Set problem 1
In the entries below, take the lines starting with the line that contains "Detect tree bark." and going on through the line that contains "250,9,285,94", and give them as a JSON list of strings with one string per line, leaving out blank lines.

Re: [PATCH v2] RISC-V: Increase range and default value of NR_CPUS

From: Anup Patel
Date: Fri Apr 08 2022 - 12:45:44 EST


On Fri, Apr 8, 2022 at 10:08 PM Heinrich Schuchardt
<heinrich.schuchardt@xxxxxxxxxxxxx> wrote:
>
> On 4/6/22 12:10, Anup Patel wrote:
> > On Wed, Apr 6, 2022 at 3:25 PM Heinrich Schuchardt
> > <heinrich.schuchardt@xxxxxxxxxxxxx> wrote:
> >>
> >> On 3/31/22 21:42, Palmer Dabbelt wrote:
> >>> On Sat, 19 Mar 2022 05:12:06 PDT (-0700), apatel@xxxxxxxxxxxxxxxx wrote:
> >>>> Currently, the range and default value of NR_CPUS is too restrictive
> >>>> for high-end RISC-V systems with large number of HARTs. The latest
> >>>> QEMU virt machine supports upto 512 CPUs so the current NR_CPUS is
> >>>> restrictive for QEMU as well. Other major architectures (such as
> >>>> ARM64, x86_64, MIPS, etc) have a much higher range and default
> >>>> value of NR_CPUS.
> >>>>
> >>>> This patch increases NR_CPUS range to 2-512 and default value to
> >>>> XLEN (i.e. 32 for RV32 and 64 for RV64).
> >>>>
> >>>> Signed-off-by: Anup Patel <apatel@xxxxxxxxxxxxxxxx>
> >>>> ---
> >>>> Changes since v1:
> >>>> - Updated NR_CPUS range to 2-512 which reflects maximum number of
> >>>> CPUs supported by QEMU virt machine.
> >>>> ---
> >>>> arch/riscv/Kconfig | 7 ++++---
> >>>> 1 file changed, 4 insertions(+), 3 deletions(-)
> >>>>
> >>>> diff --git a/arch/riscv/Kconfig b/arch/riscv/Kconfig
> >>>> index 5adcbd9b5e88..423ac17f598c 100644
> >>>> --- a/arch/riscv/Kconfig
> >>>> +++ b/arch/riscv/Kconfig
> >>>> @@ -274,10 +274,11 @@ config SMP
> >>>> If you don't know what to do here, say N.
> >>>>
> >>>> config NR_CPUS
> >>>> - int "Maximum number of CPUs (2-32)"
> >>>> - range 2 32
> >>>> + int "Maximum number of CPUs (2-512)"
> >>>> + range 2 512
> >>
> >> For SBI_V01=y there seems to be a hard constraint to XLEN bits.

Data provided
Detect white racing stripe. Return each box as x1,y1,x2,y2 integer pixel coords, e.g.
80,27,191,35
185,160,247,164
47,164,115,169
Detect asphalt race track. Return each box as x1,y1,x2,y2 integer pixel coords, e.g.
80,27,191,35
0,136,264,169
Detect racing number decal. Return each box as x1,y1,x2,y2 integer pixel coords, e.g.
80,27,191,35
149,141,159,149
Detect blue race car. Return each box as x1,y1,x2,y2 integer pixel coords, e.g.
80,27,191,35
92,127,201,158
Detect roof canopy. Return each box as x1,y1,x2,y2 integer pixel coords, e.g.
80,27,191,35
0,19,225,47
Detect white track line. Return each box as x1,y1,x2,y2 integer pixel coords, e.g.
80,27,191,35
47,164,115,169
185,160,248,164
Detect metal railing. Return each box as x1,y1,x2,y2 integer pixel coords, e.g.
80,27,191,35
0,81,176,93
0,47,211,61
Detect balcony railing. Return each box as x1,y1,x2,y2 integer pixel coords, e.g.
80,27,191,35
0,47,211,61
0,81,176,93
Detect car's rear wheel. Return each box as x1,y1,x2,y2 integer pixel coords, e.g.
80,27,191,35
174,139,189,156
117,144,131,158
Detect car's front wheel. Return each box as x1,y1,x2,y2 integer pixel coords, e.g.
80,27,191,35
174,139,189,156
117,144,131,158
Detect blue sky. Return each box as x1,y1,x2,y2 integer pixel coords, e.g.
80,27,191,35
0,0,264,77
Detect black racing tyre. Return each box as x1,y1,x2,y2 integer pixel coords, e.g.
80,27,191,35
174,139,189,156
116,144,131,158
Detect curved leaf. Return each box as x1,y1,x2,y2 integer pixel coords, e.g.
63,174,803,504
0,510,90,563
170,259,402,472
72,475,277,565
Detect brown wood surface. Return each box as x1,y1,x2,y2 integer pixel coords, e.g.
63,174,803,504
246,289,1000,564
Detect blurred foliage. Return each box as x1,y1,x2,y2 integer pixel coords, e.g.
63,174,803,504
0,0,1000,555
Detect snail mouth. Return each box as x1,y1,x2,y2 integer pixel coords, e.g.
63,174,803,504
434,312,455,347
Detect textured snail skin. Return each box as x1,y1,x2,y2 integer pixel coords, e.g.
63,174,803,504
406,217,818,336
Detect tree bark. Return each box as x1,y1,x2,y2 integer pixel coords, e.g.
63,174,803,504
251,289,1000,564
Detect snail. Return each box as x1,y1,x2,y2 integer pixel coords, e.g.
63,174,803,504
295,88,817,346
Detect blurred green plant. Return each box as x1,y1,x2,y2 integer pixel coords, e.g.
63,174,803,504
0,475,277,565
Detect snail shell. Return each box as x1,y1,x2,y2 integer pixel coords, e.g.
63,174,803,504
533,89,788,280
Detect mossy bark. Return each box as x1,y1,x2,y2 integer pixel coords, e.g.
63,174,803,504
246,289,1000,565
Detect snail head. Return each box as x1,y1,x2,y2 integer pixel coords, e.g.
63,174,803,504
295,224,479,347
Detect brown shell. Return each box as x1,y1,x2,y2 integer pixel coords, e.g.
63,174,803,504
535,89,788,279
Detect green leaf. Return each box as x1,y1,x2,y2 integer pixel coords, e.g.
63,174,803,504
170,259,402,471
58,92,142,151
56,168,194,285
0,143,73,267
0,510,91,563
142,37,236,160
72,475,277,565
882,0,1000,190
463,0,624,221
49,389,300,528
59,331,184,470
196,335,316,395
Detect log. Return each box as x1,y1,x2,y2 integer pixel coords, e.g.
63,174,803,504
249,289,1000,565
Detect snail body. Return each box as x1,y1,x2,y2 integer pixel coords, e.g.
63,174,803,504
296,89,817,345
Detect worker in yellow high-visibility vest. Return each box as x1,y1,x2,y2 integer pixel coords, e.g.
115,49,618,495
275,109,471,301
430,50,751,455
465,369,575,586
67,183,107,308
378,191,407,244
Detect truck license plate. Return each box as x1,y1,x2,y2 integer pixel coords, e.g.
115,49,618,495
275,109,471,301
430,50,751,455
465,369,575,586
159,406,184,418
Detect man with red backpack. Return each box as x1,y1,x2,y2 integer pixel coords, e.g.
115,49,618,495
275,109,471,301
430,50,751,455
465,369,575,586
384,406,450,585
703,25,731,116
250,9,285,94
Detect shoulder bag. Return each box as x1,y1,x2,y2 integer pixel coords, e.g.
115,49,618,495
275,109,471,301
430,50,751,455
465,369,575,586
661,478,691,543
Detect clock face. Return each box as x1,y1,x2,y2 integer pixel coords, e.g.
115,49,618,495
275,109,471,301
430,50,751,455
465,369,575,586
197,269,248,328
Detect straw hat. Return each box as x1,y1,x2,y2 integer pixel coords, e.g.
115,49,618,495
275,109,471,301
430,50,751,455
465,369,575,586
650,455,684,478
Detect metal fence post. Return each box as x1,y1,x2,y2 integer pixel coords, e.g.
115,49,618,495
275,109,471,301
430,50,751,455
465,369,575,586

Set problem 2
Name every person mentioned by name in the NR_CPUS patch thread above.

Exercise answer 1
[
  "Detect tree bark. Return each box as x1,y1,x2,y2 integer pixel coords, e.g.",
  "63,174,803,504",
  "251,289,1000,564",
  "Detect snail. Return each box as x1,y1,x2,y2 integer pixel coords, e.g.",
  "63,174,803,504",
  "295,88,817,346",
  "Detect blurred green plant. Return each box as x1,y1,x2,y2 integer pixel coords, e.g.",
  "63,174,803,504",
  "0,475,277,565",
  "Detect snail shell. Return each box as x1,y1,x2,y2 integer pixel coords, e.g.",
  "63,174,803,504",
  "533,89,788,280",
  "Detect mossy bark. Return each box as x1,y1,x2,y2 integer pixel coords, e.g.",
  "63,174,803,504",
  "246,289,1000,565",
  "Detect snail head. Return each box as x1,y1,x2,y2 integer pixel coords, e.g.",
  "63,174,803,504",
  "295,224,479,347",
  "Detect brown shell. Return each box as x1,y1,x2,y2 integer pixel coords, e.g.",
  "63,174,803,504",
  "535,89,788,279",
  "Detect green leaf. Return each box as x1,y1,x2,y2 integer pixel coords, e.g.",
  "63,174,803,504",
  "170,259,402,471",
  "58,92,142,151",
  "56,168,194,285",
  "0,143,73,267",
  "0,510,91,563",
  "142,37,236,160",
  "72,475,277,565",
  "882,0,1000,190",
  "463,0,624,221",
  "49,389,300,528",
  "59,331,184,470",
  "196,335,316,395",
  "Detect log. Return each box as x1,y1,x2,y2 integer pixel coords, e.g.",
  "63,174,803,504",
  "249,289,1000,565",
  "Detect snail body. Return each box as x1,y1,x2,y2 integer pixel coords, e.g.",
  "63,174,803,504",
  "296,89,817,345",
  "Detect worker in yellow high-visibility vest. Return each box as x1,y1,x2,y2 integer pixel coords, e.g.",
  "115,49,618,495",
  "275,109,471,301",
  "430,50,751,455",
  "465,369,575,586",
  "67,183,107,308",
  "378,191,407,244",
  "Detect truck license plate. Return each box as x1,y1,x2,y2 integer pixel coords, e.g.",
  "115,49,618,495",
  "275,109,471,301",
  "430,50,751,455",
  "465,369,575,586",
  "159,406,184,418",
  "Detect man with red backpack. Return each box as x1,y1,x2,y2 integer pixel coords, e.g.",
  "115,49,618,495",
  "275,109,471,301",
  "430,50,751,455",
  "465,369,575,586",
  "384,406,450,585",
  "703,25,731,116",
  "250,9,285,94"
]

Exercise answer 2
Anup Patel
Heinrich Schuchardt
Palmer Dabbelt